▸ EXCERTO DO DOCUMENTO:
___

4. Antes de mais realçar a exemplaridade da sequência inicial de Kishibi no Tabi (Rumo à Outra Margem, 2015) de Kiyoshi Kurosawa, com o aparecimento do “fantasma” de Yusuke (Tadanobu Asano): como costume, ele já está no lugar (real) e tem apenas de ser activado (convocado), ou por um acontecimento particular a que ele se encontra ligado – aqui, a preparação de bolos shiratama que exigem um tipo particular de farinha – ou pela “forma”, a sua (re)actualização que a eleva a um 2.º grau em função do uso de um determinado processo, de um modo geral já conotado: aqui, a lijeira panorâmica para a esquerda – a câmara, movendo-se, divide o real, deslocando a matéria no sentido do “fantasma” (extrai dele um seu semelhável, simulacro) – até se vir fixar na zona escura (sombria) do espaço, a cozinha [uma sequência afinal muito próxima do campo/ contra-campo anamnésico, revelador, da “mulher-fantasma” de negro de Kairo (Pulse, 2001)].

___

▸ INSTRUÇÕES DO EXERCÍCIO:
A: Reescala as entradas começando no início das entradas e terminando na linha que contém "point(67, 137)", ambas incluídas: reproduz todas essas linhas, pedidos incluídos, e multiplica por 1,2 cada coordenada das respostas (não as dos pedidos nem as dos modelos de formato), arredondando a inteiros com as metades para cima.
B: Por favor, retoma o texto sobre Rumo à Outra Margem a partir do ponto em que termina.

(Registos de origem)
___

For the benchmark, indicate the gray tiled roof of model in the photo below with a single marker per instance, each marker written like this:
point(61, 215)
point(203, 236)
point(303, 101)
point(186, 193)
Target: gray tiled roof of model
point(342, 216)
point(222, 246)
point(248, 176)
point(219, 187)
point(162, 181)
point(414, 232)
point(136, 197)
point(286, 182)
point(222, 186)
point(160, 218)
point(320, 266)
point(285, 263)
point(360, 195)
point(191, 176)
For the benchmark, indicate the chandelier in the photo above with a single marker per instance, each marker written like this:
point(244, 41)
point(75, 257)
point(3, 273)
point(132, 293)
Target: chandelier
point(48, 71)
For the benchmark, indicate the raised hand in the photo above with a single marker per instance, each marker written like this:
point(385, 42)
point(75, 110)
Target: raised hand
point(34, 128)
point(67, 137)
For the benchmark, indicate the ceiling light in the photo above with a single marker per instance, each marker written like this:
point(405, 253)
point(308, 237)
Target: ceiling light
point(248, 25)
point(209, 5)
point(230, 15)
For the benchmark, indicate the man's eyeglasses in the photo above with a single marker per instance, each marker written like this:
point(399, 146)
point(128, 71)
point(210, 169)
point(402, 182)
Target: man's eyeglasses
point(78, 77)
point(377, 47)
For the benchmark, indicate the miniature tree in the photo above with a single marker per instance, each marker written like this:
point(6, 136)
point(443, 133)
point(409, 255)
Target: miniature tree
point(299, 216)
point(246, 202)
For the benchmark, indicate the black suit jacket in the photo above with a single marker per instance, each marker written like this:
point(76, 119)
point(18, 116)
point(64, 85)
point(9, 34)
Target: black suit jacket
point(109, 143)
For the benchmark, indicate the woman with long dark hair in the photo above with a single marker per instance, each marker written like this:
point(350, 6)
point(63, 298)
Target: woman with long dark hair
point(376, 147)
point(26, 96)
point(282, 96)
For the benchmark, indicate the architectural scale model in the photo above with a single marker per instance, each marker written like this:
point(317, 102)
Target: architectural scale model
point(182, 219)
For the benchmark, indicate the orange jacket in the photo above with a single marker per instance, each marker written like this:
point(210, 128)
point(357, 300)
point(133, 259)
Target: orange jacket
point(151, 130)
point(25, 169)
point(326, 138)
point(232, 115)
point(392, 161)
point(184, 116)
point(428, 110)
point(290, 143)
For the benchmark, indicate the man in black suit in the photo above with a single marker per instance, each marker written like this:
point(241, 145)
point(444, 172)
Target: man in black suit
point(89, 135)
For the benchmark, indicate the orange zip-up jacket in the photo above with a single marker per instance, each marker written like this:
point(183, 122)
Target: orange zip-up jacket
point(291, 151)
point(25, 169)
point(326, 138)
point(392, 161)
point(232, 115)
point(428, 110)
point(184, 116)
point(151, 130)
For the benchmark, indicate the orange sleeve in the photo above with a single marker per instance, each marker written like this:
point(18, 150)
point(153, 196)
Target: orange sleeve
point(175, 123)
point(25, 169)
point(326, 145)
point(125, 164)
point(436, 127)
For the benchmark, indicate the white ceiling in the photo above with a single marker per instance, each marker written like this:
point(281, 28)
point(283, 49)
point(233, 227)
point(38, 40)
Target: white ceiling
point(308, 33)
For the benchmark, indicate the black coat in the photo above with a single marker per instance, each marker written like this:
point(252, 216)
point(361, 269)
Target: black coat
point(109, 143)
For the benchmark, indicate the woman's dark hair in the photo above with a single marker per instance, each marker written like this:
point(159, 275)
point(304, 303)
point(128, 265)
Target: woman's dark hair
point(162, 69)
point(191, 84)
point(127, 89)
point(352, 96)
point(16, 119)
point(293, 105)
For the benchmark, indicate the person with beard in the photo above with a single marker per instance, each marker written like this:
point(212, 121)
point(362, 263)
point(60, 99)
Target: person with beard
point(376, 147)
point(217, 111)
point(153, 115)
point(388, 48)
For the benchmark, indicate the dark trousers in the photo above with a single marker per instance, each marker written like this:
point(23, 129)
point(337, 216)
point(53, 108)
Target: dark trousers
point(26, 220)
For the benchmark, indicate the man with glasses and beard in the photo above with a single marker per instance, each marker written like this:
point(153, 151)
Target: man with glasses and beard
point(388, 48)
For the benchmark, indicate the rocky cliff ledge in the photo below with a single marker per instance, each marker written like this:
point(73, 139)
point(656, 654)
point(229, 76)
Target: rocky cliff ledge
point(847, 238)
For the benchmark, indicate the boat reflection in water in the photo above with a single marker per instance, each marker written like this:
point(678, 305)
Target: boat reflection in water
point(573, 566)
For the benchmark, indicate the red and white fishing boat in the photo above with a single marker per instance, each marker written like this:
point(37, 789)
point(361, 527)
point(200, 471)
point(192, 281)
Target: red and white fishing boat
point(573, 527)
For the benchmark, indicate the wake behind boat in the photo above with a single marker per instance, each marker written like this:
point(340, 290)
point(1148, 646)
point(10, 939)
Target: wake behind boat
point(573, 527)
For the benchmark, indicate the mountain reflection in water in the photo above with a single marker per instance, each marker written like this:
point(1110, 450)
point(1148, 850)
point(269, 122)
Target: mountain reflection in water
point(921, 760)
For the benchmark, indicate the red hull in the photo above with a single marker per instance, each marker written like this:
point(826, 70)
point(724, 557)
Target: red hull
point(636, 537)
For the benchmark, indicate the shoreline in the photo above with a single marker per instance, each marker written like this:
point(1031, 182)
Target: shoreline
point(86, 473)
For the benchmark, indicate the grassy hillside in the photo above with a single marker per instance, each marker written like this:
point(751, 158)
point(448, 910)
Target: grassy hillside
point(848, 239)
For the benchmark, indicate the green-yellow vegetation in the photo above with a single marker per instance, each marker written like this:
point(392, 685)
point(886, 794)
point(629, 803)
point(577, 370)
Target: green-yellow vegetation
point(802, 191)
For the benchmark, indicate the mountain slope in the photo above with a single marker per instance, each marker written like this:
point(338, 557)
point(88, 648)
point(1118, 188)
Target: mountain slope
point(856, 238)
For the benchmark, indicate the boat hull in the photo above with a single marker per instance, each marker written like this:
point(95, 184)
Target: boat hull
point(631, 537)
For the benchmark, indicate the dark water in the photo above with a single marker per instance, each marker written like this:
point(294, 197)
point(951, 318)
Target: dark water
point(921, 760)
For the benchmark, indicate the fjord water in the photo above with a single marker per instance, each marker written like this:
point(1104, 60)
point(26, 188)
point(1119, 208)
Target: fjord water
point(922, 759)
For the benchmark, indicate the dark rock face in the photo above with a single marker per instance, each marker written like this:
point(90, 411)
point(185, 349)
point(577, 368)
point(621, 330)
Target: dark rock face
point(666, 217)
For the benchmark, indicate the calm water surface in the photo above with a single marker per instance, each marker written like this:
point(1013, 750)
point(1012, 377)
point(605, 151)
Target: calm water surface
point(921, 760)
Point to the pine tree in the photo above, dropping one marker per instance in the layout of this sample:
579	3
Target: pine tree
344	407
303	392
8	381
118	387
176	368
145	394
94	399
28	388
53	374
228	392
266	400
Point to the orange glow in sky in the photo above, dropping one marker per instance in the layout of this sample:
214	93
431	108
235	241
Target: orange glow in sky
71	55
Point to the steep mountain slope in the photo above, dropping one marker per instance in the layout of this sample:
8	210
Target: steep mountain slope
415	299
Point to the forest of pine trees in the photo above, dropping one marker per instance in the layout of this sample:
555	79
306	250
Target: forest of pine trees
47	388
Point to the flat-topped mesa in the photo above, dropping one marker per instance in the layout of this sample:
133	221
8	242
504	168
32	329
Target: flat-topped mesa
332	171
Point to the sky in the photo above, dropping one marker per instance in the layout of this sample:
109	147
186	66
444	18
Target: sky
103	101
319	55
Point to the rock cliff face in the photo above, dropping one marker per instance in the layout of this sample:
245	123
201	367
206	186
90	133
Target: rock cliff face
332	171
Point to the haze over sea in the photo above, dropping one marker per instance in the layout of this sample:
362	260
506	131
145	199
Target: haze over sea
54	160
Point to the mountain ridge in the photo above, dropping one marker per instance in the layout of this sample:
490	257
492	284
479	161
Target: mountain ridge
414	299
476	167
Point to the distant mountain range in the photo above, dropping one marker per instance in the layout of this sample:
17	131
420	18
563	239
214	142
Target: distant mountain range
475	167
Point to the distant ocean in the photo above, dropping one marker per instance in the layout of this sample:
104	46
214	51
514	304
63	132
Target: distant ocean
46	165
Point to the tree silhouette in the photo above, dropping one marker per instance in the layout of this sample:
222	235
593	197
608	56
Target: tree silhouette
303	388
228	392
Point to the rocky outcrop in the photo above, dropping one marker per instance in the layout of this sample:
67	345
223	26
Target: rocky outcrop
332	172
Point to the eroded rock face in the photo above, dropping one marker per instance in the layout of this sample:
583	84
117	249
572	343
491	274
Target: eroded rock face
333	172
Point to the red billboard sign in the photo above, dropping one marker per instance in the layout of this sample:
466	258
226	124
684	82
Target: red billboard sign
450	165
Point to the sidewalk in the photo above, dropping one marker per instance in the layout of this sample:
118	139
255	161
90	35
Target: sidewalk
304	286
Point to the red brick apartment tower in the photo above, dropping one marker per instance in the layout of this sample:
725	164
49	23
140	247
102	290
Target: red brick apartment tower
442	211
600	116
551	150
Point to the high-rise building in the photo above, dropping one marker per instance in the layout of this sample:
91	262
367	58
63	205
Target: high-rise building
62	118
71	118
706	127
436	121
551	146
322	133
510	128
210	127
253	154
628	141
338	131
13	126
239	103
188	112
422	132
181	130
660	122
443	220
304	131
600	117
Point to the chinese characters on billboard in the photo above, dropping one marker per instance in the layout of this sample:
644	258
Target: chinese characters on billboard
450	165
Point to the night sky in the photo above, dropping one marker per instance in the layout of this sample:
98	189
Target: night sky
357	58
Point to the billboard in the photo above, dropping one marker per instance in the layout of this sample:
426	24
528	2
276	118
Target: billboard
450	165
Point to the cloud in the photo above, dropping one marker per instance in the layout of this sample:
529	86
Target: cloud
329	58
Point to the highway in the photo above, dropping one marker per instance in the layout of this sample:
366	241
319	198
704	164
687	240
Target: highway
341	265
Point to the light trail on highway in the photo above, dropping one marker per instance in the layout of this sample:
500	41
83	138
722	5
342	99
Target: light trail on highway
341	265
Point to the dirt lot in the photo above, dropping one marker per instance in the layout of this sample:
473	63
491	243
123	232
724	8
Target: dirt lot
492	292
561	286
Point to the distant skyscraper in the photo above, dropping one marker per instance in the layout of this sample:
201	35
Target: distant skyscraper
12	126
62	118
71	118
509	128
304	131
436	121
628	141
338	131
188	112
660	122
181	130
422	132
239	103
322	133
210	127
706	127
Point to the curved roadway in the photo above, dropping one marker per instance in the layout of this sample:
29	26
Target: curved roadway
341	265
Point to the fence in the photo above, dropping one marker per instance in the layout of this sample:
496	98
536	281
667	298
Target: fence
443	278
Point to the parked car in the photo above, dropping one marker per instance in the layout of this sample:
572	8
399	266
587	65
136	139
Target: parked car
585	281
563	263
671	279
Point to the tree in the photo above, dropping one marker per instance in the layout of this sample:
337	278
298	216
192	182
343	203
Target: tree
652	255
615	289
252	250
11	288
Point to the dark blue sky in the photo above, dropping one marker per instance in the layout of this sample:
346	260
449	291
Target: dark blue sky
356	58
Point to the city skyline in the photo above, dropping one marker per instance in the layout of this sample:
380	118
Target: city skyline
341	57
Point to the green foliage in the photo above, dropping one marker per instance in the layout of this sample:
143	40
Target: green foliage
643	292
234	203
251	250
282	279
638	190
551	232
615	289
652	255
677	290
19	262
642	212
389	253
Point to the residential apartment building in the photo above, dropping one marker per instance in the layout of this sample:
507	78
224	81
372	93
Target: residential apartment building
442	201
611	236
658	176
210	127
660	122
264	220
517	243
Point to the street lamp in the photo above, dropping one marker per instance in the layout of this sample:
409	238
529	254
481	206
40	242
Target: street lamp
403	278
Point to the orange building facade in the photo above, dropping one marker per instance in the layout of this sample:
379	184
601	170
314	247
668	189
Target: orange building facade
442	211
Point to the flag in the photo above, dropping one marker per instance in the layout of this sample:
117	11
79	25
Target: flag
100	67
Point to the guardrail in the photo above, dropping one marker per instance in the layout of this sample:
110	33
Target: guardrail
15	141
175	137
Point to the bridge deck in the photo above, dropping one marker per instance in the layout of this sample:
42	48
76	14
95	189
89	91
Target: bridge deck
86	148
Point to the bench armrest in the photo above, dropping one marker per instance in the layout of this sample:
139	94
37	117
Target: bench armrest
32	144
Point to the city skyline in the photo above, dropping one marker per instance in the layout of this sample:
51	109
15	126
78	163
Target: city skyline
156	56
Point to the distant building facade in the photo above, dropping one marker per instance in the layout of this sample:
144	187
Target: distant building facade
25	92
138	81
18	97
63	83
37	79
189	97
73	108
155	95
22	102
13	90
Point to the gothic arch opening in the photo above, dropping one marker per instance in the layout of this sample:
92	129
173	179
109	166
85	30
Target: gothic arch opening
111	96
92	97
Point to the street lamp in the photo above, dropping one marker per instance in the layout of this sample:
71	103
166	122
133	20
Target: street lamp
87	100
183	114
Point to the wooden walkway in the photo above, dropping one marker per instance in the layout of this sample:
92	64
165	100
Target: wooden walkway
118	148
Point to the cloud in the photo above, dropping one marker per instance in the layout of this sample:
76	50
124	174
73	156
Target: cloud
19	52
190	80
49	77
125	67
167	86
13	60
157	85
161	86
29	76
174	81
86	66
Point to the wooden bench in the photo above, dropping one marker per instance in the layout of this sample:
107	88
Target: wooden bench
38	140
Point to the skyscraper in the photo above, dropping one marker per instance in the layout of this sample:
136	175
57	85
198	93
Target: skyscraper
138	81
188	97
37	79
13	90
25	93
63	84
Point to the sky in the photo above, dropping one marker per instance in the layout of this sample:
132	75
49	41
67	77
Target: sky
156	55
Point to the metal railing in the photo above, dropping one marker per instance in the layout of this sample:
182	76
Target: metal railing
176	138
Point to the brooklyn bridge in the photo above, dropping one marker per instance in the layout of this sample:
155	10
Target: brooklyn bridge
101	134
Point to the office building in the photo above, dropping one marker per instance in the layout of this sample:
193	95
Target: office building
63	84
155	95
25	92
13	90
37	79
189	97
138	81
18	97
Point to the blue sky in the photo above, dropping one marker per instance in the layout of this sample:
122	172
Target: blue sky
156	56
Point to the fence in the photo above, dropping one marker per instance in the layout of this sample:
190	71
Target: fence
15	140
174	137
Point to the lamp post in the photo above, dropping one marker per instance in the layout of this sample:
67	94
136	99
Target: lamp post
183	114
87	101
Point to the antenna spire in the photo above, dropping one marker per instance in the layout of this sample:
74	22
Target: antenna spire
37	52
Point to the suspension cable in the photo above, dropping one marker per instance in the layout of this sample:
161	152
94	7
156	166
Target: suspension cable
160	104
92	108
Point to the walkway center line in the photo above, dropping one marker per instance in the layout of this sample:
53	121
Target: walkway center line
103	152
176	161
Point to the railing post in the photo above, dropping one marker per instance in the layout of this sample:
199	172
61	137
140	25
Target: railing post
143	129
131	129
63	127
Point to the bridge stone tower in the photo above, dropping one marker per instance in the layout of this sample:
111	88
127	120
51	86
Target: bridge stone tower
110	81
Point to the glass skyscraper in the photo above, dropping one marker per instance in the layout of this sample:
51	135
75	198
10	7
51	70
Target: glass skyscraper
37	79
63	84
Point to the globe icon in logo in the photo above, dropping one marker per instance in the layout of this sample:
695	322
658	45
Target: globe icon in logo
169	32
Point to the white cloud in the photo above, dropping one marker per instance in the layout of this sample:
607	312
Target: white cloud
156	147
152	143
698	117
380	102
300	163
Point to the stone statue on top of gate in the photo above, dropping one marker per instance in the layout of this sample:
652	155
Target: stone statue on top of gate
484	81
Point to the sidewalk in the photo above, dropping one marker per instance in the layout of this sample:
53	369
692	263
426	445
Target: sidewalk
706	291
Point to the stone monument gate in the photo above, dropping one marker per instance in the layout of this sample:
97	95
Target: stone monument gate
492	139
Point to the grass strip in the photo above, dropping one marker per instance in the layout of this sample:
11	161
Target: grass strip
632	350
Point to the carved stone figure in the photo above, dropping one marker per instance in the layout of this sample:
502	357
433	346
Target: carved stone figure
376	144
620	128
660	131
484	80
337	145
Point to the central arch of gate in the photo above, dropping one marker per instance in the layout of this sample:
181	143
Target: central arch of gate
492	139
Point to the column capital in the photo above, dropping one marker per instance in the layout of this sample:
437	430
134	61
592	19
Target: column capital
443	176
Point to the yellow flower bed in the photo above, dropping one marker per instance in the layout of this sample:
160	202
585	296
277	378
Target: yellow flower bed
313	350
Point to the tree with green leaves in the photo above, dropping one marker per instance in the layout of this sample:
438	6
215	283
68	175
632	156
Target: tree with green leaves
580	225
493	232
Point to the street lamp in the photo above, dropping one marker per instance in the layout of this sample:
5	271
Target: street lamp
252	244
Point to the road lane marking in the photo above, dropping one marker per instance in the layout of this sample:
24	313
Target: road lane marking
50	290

___

▸ RESPOSTAS POR TAREFA:
A:
For the benchmark, indicate the gray tiled roof of model in the photo below with a single marker per instance, each marker written like this:
point(61, 215)
point(203, 236)
point(303, 101)
point(186, 193)
Target: gray tiled roof of model
point(410, 259)
point(266, 295)
point(298, 211)
point(263, 224)
point(194, 217)
point(497, 278)
point(163, 236)
point(343, 218)
point(266, 223)
point(192, 262)
point(384, 319)
point(342, 316)
point(432, 234)
point(229, 211)
For the benchmark, indicate the chandelier in the photo above with a single marker per instance, each marker written like this:
point(244, 41)
point(75, 257)
point(3, 273)
point(132, 293)
Target: chandelier
point(58, 85)
For the benchmark, indicate the raised hand in the photo above with a single marker per instance, each marker written like this:
point(385, 42)
point(75, 110)
Target: raised hand
point(41, 154)
point(80, 164)

B:
Num primeiro momento, activados o espaço (lugar) e o “fantasma”, este ainda não se torna visível embora a sua presença (manifestação) afecte a tonalidade (metabolismo) do plano (nele tem-se o ponto de vista do “espaço” – e, nele, o do “fantasma” – sobre a mulher, Mizuki [Eri Fukatsu]); segue-se um novo plano, agora da mulher que olha para trás, para o lugar em que se encontra o “fantasma” (do marido, desaparecido há 3 anos) que se torna enfim perceptível na sombra do fundo; marca de que não houve “salto” (descontinuidade) entre os dois planos, o “real” e o do “fantasma”, a reacção da mulher que se limita a dizer: ”Bem-vindo a casa”, dando assim o seu aval à naturalidade, assente no registo “realista” das situações e imagens, do “regresso” do fantasma. Não é assim de estranhar que este se sente à mesa para começar a comer os bolos que a mulher lhe costumava fazer (esse ritual, aliás, que se repete mais adiante, funciona como uma forma de “convocação”).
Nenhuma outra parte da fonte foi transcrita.